Below are some records; give them all again exactly, but not the pictures.

-- AVAILABLE DATA start --

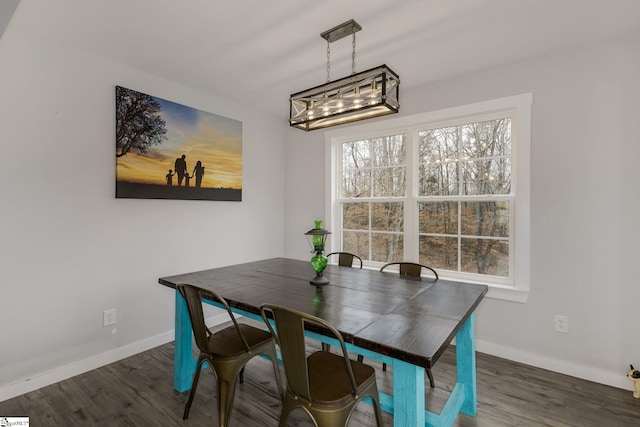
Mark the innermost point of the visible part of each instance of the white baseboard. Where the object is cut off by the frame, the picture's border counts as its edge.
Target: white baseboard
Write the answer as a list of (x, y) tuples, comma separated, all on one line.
[(43, 379), (589, 373), (17, 388)]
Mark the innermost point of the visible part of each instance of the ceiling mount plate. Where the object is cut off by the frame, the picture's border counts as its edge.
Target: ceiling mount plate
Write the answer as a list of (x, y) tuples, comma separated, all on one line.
[(342, 30)]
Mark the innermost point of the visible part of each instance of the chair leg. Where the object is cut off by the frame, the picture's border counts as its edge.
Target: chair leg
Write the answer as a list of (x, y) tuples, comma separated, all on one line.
[(273, 355), (227, 380), (194, 385)]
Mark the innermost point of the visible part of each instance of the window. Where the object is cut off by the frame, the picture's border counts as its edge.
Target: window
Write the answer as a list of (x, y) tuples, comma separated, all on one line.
[(440, 189)]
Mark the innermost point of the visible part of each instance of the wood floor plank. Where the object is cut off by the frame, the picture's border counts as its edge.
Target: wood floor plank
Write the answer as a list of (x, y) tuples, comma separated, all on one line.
[(138, 391)]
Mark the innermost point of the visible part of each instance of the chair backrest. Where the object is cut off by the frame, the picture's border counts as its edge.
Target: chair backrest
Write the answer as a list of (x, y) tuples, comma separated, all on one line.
[(193, 297), (410, 269), (289, 333), (345, 259)]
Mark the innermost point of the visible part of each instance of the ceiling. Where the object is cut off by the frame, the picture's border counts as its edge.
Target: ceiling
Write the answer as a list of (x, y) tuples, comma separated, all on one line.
[(257, 52)]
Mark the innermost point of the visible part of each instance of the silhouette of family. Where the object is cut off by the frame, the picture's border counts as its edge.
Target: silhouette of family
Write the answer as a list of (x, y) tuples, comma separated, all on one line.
[(180, 168)]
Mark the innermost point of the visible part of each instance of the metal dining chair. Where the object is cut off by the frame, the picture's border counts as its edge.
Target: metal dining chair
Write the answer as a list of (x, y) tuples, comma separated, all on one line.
[(226, 351), (326, 386), (412, 269), (345, 259)]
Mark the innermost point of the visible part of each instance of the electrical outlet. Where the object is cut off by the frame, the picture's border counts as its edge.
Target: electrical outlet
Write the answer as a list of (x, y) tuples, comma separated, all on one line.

-- AVAILABLE DATA end --

REPLY TO THE TASK →
Mark the innermost point of the visible part of each instance of the white baseboard. Where the object is cut off by the frame, the picture's border counts as its edge.
Target: white baseboard
Write the answer as a list of (x, y) tuples, comma separated, all on one line.
[(43, 379), (589, 373), (17, 388)]
Mark the innermost point of the visible part of each instance of the ceiling mount plate. Where the object is cut off by the frame, the picture's border counts as its edge.
Target: ceiling mount plate
Write the answer as a list of (x, y) tuples, comma separated, all on one line.
[(342, 30)]
Mark the innermost point of the visible part of each instance of the chair leg. Where the object is cut off by the frame, the picture's border counts as its edge.
Target: chair leg
Write the answer as a list of (x, y) tuples, comma separated, all on one line.
[(273, 355), (227, 380), (194, 385)]
Mark the innermost point of the visible part of each instance of the window. Where the object is cut off by the frame, the picture's border counts as its edge.
Target: window
Write the answer as a list of (x, y) tuples, comma separated, all on one line.
[(440, 189)]
Mark the innermost point of the visible part of each instance of the wood floor plank. Where the object is cut off by the frame, the picture's border counts as its edge.
Target: wood floor plank
Write the answer as a list of (x, y) tuples, comma separated, all on one line.
[(138, 391)]
Mark the innermost point of the visible part of each instance of the chair backrest. Where the object is cut off by the frame, the picture's border counts as its edge.
Target: chair backrest
Write the answer as a list of (x, y) tuples, comma separated, all on one line.
[(193, 297), (410, 269), (289, 333), (345, 259)]
Mark the innermost point of the visible part of each instance of the ceiling. Where the object is cut off by the frame, the picture's border counts as its edge.
Target: ceiling
Write the answer as a list of (x, y) tuples, comma separated, all on one line.
[(257, 52)]
Mark the innermost point of the visible part of each instance of the silhouette of family. Where the object is cut off by the frame, the picture's border counts as its edge.
Target: silhouette of family
Write the answer as a list of (x, y) tuples, comma separated, all on one line.
[(180, 168)]
Mark the innermost point of the visible part of each instance of the metal dining chair. Where the object is cut off by the frame, the picture's border counts as its edge.
Target: metal dining chair
Write the answer as a list of (x, y) tuples, comma separated, all on one line.
[(226, 351), (326, 386), (412, 269), (345, 259)]
Mark the innermost point of the visible part of each instance of the electrical outlet. Where the object is cut off by the frame, the picture's border counts as its edge.
Target: electrical outlet
Write the answer as a list of (x, y) tuples, comma separated, all on one line.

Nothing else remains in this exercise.